Extracted information —
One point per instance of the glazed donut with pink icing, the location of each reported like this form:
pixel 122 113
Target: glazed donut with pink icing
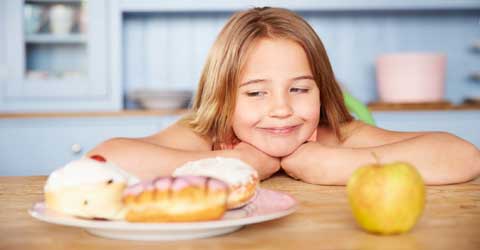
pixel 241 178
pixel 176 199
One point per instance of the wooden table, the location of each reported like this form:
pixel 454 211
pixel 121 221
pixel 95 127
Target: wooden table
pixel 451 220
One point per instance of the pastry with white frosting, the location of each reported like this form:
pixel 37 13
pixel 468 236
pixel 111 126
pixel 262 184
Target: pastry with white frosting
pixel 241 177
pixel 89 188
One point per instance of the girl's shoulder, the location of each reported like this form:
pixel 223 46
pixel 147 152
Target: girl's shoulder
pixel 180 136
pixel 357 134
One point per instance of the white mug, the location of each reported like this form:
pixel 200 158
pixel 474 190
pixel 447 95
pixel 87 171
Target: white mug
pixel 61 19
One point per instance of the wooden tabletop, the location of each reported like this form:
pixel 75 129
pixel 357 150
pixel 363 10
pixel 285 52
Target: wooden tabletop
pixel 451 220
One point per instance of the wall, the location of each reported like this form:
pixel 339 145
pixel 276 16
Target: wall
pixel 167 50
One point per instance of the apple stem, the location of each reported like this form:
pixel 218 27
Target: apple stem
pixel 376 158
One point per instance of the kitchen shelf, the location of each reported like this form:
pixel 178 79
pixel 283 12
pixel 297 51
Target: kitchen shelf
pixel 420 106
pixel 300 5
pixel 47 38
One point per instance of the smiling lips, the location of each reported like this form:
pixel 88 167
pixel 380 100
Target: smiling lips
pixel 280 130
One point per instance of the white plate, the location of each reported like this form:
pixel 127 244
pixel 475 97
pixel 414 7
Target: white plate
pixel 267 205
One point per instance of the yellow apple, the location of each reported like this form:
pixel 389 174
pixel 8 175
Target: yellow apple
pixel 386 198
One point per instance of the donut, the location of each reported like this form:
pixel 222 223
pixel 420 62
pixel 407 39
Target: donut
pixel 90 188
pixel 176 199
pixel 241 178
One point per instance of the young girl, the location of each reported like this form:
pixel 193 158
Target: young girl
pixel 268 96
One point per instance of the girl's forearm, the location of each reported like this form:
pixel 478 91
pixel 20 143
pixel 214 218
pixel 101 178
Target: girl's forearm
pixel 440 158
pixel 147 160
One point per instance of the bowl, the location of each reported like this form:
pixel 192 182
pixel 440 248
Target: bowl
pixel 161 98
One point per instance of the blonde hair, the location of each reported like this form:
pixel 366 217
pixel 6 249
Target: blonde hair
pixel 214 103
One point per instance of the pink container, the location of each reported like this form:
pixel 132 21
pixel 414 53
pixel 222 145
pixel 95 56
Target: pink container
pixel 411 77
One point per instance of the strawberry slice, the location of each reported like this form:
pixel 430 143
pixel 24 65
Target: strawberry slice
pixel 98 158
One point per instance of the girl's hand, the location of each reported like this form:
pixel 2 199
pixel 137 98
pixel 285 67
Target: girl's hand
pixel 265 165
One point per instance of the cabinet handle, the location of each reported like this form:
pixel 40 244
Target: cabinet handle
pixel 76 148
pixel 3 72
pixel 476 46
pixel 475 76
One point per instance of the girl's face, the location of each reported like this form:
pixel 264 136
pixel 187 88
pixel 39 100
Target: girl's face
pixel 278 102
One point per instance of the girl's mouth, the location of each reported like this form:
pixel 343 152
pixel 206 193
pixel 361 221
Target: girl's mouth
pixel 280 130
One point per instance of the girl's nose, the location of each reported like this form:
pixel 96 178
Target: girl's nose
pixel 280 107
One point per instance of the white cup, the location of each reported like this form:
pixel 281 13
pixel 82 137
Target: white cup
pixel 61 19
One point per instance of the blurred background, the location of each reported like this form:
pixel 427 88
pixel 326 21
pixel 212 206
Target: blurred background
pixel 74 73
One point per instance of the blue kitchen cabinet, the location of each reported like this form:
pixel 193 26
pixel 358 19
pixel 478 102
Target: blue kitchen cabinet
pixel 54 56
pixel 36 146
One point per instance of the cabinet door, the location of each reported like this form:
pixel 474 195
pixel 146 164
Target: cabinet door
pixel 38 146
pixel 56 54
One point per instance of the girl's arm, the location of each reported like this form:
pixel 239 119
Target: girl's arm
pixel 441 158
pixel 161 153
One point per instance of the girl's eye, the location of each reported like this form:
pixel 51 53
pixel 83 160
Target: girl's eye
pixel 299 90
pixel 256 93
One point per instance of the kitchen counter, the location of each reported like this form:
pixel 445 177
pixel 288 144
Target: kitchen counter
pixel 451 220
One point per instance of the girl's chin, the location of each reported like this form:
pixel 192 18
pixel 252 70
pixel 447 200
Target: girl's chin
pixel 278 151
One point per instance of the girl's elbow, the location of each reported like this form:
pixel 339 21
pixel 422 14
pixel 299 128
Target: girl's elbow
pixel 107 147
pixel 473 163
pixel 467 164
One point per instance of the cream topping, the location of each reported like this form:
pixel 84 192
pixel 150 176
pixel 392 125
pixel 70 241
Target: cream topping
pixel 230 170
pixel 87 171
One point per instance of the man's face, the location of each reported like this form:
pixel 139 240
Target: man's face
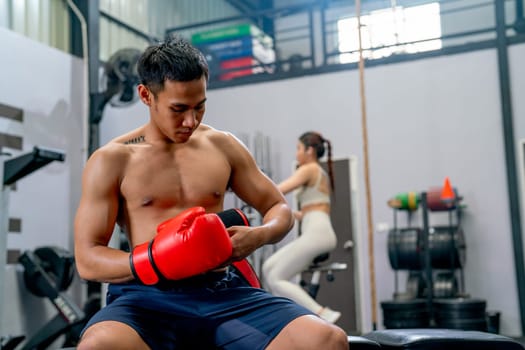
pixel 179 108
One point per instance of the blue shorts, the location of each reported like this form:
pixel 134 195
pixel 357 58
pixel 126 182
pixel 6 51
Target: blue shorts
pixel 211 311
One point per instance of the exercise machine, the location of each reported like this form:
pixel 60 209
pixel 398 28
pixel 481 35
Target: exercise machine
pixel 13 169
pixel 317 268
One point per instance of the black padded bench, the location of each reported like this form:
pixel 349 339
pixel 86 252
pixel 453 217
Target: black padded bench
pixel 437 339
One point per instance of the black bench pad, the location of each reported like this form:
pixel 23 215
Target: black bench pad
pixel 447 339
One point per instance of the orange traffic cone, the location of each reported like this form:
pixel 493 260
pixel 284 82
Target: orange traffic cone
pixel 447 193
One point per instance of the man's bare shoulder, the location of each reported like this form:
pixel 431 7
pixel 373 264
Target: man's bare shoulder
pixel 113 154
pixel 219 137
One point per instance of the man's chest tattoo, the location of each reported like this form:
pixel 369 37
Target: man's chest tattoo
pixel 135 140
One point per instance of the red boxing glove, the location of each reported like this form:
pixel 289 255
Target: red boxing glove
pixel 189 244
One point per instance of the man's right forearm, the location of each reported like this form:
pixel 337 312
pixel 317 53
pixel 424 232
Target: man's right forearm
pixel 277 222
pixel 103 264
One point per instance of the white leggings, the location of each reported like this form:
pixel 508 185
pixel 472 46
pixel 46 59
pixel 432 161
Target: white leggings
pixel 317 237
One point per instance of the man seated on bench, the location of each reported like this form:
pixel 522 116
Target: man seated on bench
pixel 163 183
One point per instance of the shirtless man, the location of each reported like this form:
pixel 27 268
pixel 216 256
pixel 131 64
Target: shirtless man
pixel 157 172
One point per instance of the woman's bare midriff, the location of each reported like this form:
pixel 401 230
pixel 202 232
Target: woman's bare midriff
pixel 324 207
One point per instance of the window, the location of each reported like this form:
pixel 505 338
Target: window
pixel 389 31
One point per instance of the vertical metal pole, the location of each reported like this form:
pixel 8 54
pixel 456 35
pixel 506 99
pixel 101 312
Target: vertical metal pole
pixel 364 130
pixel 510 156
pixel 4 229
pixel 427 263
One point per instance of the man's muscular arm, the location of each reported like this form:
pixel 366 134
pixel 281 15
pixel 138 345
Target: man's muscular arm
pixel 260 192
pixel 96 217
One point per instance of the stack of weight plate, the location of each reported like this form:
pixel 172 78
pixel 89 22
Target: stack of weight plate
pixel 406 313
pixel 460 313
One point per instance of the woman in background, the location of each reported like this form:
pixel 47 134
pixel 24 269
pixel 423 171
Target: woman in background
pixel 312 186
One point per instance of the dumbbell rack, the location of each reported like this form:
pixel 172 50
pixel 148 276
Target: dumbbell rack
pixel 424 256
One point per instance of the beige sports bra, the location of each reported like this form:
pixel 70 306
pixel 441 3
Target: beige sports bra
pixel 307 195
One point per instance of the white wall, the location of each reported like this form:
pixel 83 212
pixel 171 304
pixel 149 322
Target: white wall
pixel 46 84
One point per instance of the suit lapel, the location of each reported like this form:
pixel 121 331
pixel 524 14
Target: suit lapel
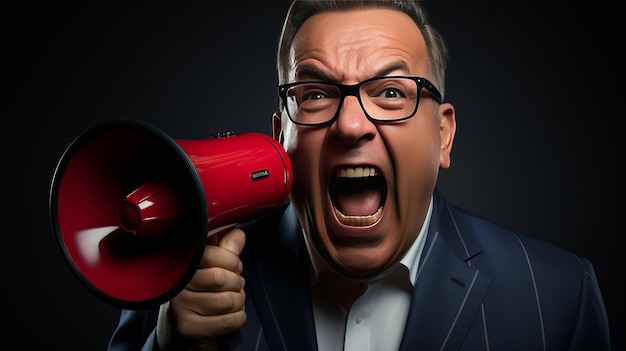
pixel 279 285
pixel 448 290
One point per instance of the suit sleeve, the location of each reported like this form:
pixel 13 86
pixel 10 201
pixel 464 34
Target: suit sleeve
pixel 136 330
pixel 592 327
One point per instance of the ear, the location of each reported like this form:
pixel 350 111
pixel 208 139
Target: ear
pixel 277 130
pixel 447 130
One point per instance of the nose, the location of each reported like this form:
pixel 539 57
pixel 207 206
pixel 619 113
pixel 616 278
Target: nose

Requirement —
Please reproduce the lines from the one containing "One point per instance of the beige" through the one containing "pixel 46 84", both included, with "white wall" swapped for "brick wall" and everything else left unchanged.

Result of this exercise —
One point per instance of the beige sports bra, the location of each reported like this form:
pixel 70 306
pixel 441 3
Target: beige sports bra
pixel 307 195
One point per instance of the brick wall, the location of each reported like this form:
pixel 83 212
pixel 171 304
pixel 149 322
Target: brick wall
pixel 46 84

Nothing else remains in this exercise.